::: Text segment
While serving as first chair on one case, Miller noticed her second chair, the late attorney Charlie Gearhiser, was composing a list on his notepad titled “Problems with Robin.”

Fortunately, learning to swim was not one of Miller’s issues, Williams suggested. Not only did she win the case for which Gearhiser served as second chair, she went toe-to-toe with Chattanooga attorney John Konvalinka in a 14-year will contest, and her efforts in another case resulted in the Tennessee Court of Appeals holding that juvenile courts had original and exclusive jurisdiction over dependent and neglected children.

“We were a very testosterone-laced firm at that time,” Elliott acknowledged while offering his comments about Miller. “It was an all-male group, but that didn’t phase Robin one bit. She took us on and fit in without losing her femininity, and we came to respect her abilities.”

While practicing law, Miller not only tended to her practice but also supported others in their pursuit of a career in the law. Williams praised Miller for being an advocate of women in the legal profession and applauded her for mentoring young associates at both Gearhiser and Spears Moore.

Miller practiced at Gearhiser for 20 years and then spent two years with Spears, Moore, Rebman & Williams before becoming clerk and master in 2014.

As clerk and master, Miller continues to help others succeed, wrote Rachael Kapperman, staff attorney in Miller’s office, in a letter SETLAW President Jessica Malloy-Thorpe read to the gathering.

“When I think of the name ‘Lioness of the Bar,’ I think of someone fierce – perhaps an aggressive attorney who dominates opposing counsel,” Kapperman, who was unable to attend, wrote. “But I see a different side of Robin that can also describe a lioness: a nurturer.”

One of the ways in which Miller exhibits the qualities of a nurturer is in her volunteer work as an interviewer for the Tennessee Board of Law Examiners character and fitness exam, Kapperman wrote.

“Robin goes beyond the standard questions to learn each student’s background and plans for the future. If the student doesn’t have a job yet, she’ll provide suggestions. She truly cares about them.”

As clerk and master, Miller oversees at staff of more than 30 employers, presides as judge over certain probate proceedings and sometimes serves as a judicial mediator.

As mediator, Miller handles contentious cases in which prior mediations have been unsuccessful, as well as in cases in which the parties are unable to pay for a mediator.

According to Kapperman, few of these cases fail to settle.
::::::
::: Data for analysis
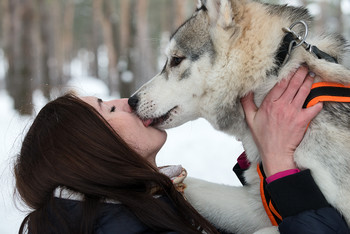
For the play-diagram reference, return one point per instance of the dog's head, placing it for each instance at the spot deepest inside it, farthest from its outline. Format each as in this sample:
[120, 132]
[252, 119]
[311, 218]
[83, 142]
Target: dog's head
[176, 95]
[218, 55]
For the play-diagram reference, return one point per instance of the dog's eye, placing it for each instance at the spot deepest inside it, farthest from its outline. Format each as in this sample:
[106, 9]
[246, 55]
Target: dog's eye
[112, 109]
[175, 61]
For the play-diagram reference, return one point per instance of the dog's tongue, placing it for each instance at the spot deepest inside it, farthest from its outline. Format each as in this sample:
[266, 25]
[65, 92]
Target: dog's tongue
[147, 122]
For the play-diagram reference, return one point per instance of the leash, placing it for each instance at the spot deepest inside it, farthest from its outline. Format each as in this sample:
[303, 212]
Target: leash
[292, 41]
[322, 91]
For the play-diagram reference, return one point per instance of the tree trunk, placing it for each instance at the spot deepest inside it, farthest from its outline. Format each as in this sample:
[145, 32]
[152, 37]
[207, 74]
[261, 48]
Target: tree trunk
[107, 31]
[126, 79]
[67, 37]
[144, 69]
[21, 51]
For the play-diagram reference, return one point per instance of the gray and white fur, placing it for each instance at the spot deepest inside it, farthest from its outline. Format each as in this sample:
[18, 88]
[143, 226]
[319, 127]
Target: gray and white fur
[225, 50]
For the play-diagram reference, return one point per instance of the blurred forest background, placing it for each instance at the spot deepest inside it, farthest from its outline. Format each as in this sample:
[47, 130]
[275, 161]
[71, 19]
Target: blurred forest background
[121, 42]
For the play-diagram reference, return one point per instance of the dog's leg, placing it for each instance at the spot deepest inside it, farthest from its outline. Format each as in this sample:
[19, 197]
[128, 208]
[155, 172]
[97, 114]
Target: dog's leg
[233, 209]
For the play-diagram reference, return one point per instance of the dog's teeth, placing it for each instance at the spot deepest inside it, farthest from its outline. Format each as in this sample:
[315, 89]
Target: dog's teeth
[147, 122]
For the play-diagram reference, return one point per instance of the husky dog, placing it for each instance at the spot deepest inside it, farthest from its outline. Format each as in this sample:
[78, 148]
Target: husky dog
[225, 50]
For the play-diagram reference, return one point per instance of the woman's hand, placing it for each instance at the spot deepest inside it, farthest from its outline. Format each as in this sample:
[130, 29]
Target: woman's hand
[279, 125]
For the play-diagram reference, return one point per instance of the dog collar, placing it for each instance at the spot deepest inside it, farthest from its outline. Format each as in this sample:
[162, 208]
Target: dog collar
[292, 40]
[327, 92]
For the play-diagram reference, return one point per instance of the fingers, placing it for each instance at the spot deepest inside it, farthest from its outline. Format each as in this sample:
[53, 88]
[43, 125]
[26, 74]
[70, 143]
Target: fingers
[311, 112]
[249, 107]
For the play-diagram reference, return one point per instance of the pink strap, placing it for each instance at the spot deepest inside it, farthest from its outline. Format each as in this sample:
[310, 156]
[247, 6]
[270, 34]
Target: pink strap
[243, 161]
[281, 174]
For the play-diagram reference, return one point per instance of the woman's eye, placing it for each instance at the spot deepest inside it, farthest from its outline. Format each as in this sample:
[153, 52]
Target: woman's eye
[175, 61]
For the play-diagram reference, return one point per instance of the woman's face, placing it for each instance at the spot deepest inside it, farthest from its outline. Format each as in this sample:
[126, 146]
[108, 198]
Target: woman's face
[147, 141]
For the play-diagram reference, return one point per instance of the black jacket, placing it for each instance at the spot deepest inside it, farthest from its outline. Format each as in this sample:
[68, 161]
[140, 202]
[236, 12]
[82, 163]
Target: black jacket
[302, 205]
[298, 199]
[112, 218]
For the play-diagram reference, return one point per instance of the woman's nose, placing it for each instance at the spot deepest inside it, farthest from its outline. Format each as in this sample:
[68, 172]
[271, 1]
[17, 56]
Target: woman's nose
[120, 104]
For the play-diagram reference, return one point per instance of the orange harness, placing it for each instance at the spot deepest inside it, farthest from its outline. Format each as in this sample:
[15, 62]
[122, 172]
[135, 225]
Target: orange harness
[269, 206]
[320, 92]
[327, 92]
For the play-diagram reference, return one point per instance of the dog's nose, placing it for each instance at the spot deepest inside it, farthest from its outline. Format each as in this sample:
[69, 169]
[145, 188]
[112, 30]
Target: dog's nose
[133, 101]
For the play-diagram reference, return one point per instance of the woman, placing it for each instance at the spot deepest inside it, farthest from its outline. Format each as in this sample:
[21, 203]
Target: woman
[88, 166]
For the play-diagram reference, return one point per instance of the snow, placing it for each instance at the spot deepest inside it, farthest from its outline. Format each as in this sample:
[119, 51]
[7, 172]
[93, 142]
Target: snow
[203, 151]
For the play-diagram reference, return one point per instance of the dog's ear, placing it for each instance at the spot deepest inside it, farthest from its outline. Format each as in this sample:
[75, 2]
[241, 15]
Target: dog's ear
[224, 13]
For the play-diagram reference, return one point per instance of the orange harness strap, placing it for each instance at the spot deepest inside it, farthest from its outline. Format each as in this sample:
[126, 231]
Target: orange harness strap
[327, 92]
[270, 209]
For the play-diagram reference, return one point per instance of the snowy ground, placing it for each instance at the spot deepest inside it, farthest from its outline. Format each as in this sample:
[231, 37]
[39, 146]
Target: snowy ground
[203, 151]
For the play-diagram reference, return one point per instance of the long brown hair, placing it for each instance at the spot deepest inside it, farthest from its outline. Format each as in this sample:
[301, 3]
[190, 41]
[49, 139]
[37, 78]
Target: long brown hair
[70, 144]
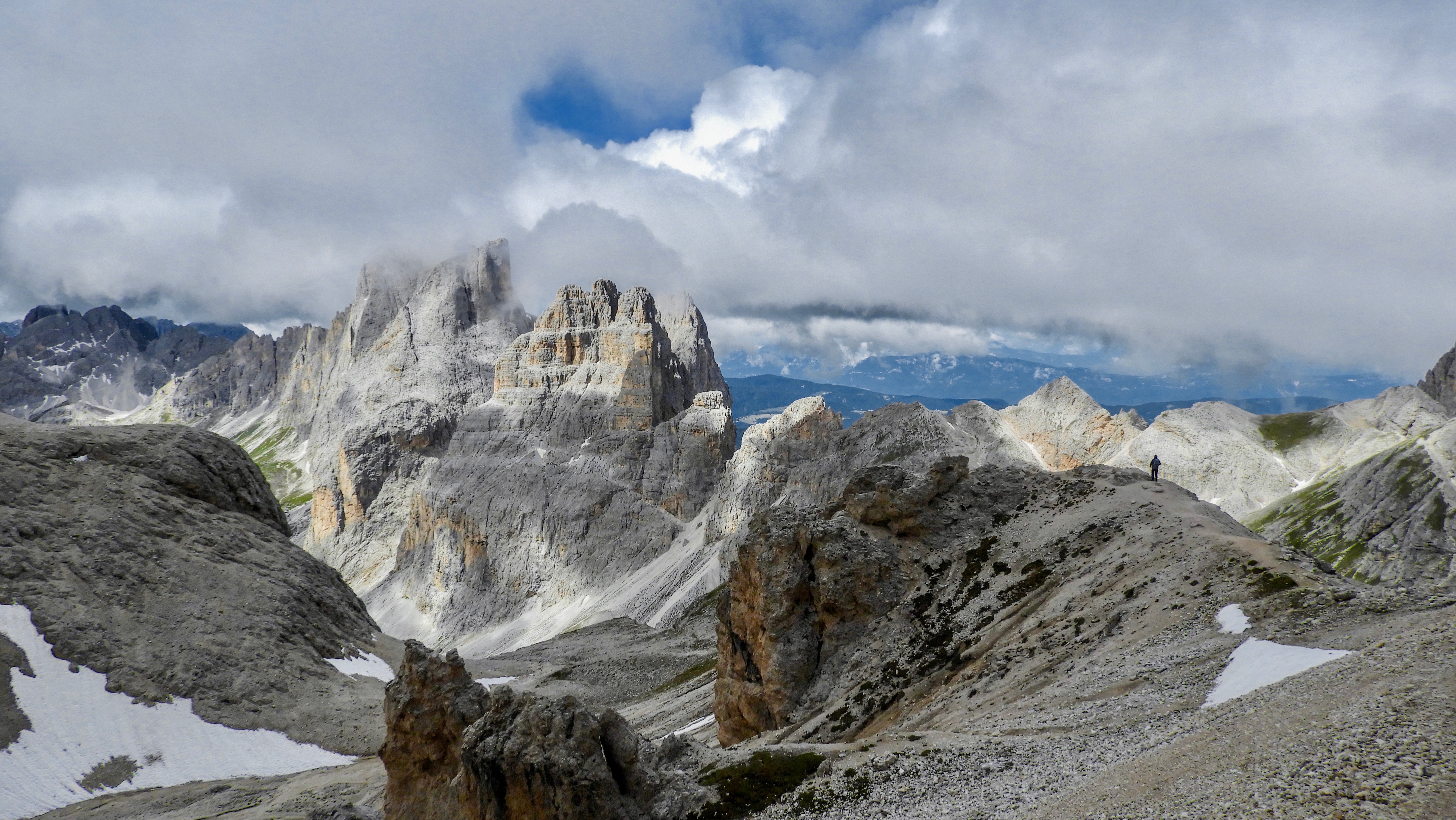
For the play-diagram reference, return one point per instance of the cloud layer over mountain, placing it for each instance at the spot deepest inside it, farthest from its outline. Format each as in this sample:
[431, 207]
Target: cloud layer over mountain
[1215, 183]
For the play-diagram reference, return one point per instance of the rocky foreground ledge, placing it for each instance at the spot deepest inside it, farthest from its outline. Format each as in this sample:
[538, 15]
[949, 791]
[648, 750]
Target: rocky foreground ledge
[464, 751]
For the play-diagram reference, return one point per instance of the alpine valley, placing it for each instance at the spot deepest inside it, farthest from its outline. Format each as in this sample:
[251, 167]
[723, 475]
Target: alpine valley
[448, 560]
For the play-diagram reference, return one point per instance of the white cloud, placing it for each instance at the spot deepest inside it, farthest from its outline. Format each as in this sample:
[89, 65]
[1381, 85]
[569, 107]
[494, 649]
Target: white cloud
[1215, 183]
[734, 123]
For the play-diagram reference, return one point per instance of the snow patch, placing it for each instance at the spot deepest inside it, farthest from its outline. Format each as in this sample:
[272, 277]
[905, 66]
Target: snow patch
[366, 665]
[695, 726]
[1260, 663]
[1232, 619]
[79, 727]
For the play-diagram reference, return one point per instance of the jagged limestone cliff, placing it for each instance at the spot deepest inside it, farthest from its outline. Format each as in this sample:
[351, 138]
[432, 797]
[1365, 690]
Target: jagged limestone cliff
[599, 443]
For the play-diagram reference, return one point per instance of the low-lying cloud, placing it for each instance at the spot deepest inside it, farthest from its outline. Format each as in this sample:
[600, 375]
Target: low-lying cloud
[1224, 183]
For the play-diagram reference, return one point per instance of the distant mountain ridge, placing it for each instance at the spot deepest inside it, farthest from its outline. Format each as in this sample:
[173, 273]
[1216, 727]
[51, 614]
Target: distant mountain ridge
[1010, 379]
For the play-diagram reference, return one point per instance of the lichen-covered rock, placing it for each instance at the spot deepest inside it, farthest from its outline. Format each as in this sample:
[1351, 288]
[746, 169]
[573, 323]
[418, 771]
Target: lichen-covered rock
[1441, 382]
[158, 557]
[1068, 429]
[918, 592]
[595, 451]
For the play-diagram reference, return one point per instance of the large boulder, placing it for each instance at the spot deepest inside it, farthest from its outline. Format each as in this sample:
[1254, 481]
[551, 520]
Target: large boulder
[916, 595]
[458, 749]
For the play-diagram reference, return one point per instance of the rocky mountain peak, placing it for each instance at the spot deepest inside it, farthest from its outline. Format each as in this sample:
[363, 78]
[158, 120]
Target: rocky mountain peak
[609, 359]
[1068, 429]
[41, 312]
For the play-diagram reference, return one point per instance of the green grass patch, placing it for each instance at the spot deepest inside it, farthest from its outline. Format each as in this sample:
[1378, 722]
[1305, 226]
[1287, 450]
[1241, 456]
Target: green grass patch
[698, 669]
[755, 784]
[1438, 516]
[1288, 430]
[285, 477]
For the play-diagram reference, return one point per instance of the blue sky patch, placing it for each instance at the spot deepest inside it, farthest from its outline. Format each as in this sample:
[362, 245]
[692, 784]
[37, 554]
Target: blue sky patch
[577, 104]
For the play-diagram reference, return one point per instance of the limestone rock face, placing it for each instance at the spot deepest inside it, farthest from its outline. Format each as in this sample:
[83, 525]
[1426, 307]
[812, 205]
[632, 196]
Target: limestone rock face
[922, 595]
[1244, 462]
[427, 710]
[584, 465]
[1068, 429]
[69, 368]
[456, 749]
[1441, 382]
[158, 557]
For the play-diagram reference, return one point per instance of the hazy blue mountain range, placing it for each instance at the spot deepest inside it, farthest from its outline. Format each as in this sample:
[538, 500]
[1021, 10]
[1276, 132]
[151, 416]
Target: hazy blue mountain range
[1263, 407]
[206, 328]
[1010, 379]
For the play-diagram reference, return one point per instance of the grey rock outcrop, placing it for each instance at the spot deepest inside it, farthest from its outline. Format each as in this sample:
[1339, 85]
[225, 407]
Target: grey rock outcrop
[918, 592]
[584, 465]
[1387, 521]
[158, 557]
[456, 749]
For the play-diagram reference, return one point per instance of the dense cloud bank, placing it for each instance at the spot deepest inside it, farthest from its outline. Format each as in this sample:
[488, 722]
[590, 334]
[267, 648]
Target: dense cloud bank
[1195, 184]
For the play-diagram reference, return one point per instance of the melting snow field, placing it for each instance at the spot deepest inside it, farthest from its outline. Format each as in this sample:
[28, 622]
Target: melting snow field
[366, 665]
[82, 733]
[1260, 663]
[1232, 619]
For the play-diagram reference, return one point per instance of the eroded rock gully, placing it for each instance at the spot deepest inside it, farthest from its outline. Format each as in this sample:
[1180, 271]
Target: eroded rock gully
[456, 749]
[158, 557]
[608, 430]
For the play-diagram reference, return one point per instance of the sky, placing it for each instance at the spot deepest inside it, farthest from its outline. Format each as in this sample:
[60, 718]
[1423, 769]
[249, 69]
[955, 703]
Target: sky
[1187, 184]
::::::
# [Directions]
Continue the article about Robin Miller's legal career from the point where it stops.

# [Answer section]
“Robin is successful as a mediator because she cares about the litigants. She wants to help them move beyond whatever issues brought them to court.”

This often involves stretching a mediation across several days to allow the parties to have ample time to tell their story, Kapperman wrote. Only then does Miller feel she can help them settle in a way that will allow both parties to move forward in a positive direction.

Miller contributes to her community beyond her work as clerk and master. In addition to serving as a eucharistic minister and a member of the vestry at St. Paul’s Episcopal Church, she’s a board member of Santa for All Seasons, a past board president of Chattanooga Kids on the Block and a past board member of the Children’s Advocacy Center.

However, Miller’s endeavors on behalf of local bar, which include serving as treasurer of the Chattanooga Bar Association and as a member of the board of trustees of the Tennessee Bar Foundation, took center stage during the SETLAW event.

“She champions diversity and leadership within our legal community and empowers and increases the sophistication of the local bar, providing special attention to female attorneys who might not have a mentor or other sources of guidance,” Kapperman wrote.

“Robin, you encompass the greatest qualities of a lioness. You are strong, resilient and nurturing. I have learned many things from your knowledge and experience as a litigator, your compassion for other people and your elegance in how you handle the most difficult aspects of your job.”

Upon accepting the award, Miller spoke well of her colleagues and detailed how they have inspired her through the years.

Of herself, she said only, “Your generosity overwhelms me.”